[Given text]

From a naive point of view, it would seem that the controller manufacturer in this example, in freely publishing its specifications, is giving away a part of its “property” and thereby losing possible revenue. However, the overall effect would likely be to make the company’s hardware more attractive to the market, as a result of the wider variety of drivers available. This is precisely the “leverage” effect I am proposing.
Another argument that might be raised against giving away such normally “proprietary” information, is that by doing so the hardware manufacturer (in the above example) is making it easier for others to create a competing product for the same market. But the likelihood of this happening should be assessed realistically: what is being given away is only a small part of the complete design, and even if a competitor were able to derive benefit from it, a long lead time would still be needed to design the competing product and get it into production. Thus the competitive advantage being lost would be small, and would likely be more than compensated by the benefit from the “leverage” effect of open-sourcing the driver development.
The effect would be the same if the proprietary product were a software package, e.g. a content management system or CMS for building Web sites, and the object were to open-source the development of a variety of add-on and plug-in modules for displaying material in different formats. The company offering the proprietary CMS would “give away” a minor portion of its “property” – the plug-in interface specification, in this case – and benefit many times over from the resulting wide range of plug-ins which enhance the market appeal of the CMS itself.

[/Given text]

● **Activities**:
[1] Answer these questions from the passage on open-sourcing.
(a) What would make the controller manufacturer's hardware more attractive to the market?
(b) What would a competitor still need, even if it benefited from the published information?
(c) In the CMS example, what part of its "property" would the company give away?
[2] Carry on the passage on open-sourcing, beginning after its final sentence.

[Input data]

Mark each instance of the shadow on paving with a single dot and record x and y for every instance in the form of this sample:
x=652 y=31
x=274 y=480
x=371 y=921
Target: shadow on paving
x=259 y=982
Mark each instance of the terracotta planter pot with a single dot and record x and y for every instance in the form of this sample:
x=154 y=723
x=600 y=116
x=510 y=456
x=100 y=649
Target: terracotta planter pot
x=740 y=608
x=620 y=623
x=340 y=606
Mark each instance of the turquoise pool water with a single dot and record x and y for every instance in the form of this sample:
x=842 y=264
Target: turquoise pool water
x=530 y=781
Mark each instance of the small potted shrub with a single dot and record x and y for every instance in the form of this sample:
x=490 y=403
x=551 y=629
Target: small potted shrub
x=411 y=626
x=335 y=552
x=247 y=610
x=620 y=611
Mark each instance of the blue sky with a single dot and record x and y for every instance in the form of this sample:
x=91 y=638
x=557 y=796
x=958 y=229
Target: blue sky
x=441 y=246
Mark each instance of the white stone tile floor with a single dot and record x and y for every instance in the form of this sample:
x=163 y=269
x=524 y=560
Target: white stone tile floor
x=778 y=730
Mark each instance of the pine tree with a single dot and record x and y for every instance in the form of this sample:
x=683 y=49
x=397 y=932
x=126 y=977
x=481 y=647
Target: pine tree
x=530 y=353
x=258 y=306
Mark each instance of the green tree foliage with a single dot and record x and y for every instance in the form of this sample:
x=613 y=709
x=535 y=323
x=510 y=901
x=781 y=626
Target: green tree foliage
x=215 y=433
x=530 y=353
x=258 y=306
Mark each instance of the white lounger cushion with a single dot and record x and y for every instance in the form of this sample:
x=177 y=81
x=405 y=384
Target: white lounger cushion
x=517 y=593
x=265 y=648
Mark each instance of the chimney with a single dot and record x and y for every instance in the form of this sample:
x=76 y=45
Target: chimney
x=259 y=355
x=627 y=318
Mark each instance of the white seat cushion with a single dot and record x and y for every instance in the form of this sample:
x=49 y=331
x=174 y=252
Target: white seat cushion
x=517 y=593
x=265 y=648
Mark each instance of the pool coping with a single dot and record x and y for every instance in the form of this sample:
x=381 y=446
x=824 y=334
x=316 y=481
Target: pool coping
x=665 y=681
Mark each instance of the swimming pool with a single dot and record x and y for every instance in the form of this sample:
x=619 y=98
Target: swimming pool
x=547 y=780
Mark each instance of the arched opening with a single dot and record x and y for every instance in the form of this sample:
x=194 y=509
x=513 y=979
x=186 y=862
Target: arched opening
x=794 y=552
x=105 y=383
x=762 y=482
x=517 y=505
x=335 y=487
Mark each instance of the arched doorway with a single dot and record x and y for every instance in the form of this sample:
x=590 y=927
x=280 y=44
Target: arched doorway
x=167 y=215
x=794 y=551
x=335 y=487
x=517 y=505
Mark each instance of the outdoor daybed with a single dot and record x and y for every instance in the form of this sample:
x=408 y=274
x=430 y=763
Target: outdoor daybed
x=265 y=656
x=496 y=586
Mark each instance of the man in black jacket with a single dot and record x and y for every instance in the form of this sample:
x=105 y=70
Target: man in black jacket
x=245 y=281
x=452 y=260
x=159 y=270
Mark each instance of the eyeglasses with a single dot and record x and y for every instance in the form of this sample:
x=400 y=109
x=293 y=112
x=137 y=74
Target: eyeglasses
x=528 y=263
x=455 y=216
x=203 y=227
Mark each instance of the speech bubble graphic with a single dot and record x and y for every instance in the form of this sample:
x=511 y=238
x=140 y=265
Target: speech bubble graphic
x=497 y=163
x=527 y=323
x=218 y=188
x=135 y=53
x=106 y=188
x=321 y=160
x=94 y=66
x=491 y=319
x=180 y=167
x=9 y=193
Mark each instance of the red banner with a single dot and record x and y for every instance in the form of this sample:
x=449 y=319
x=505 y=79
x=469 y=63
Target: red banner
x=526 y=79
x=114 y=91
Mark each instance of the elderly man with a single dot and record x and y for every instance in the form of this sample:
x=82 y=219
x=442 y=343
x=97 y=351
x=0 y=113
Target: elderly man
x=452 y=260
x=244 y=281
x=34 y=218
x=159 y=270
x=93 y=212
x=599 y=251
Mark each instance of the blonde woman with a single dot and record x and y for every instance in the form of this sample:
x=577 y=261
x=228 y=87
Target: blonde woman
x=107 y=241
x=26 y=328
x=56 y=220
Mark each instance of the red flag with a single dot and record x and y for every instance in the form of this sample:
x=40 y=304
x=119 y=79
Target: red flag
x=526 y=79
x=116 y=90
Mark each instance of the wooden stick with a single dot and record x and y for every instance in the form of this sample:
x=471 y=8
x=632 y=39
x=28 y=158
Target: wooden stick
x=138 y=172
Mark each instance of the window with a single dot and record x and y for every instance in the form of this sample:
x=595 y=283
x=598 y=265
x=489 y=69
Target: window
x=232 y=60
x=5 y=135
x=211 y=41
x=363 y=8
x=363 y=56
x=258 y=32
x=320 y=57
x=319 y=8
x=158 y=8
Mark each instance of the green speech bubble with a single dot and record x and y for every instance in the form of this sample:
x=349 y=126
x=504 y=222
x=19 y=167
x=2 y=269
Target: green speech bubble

[/Input data]

● **Expected outputs**:
[1]
(a) The wider variety of drivers available.
(b) A long lead time to design the competing product and get it into production.
(c) The plug-in interface specification.

[2]
In this situation it is interesting to consider: what is the effective seller-side “value” of the “property” which is given away? The strange thing is that, contrary to the usual “property” model, giving it away may in the end create greater economic benefit than trying to generate revenue from it through licensing. The number of hobbyists, for example, who would take it for free and make productive use of it would likely be more than the number prepared to pay the licensing fee. So the effective “value” of the interface specification as “property” in the conventional sense might well be negative! The CMS company would be crazy to not give it away. This is an example of how forcing a new concept into a conventional category – in this case, thinking of an intellectual resource, here a design specification, as “property” – ends up being economically counterproductive.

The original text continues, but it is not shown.